─── Records shown ───

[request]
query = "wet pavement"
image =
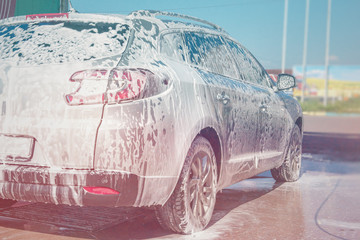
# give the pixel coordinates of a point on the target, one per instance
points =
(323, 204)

───
─── Records shown ───

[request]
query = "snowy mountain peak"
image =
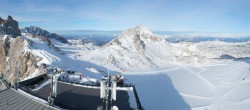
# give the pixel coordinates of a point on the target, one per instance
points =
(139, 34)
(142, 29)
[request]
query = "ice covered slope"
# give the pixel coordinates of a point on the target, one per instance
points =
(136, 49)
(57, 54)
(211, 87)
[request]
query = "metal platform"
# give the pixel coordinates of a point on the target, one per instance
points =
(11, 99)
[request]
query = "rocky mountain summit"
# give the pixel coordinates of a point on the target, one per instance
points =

───

What to work on. Locate every line in the entries above that contains the string "query" and copy each of those lines in full.

Expected output.
query = "wet pavement"
query = "snowy mountain peak"
query = "ice covered slope"
query = "metal platform"
query = "rocky mountain summit"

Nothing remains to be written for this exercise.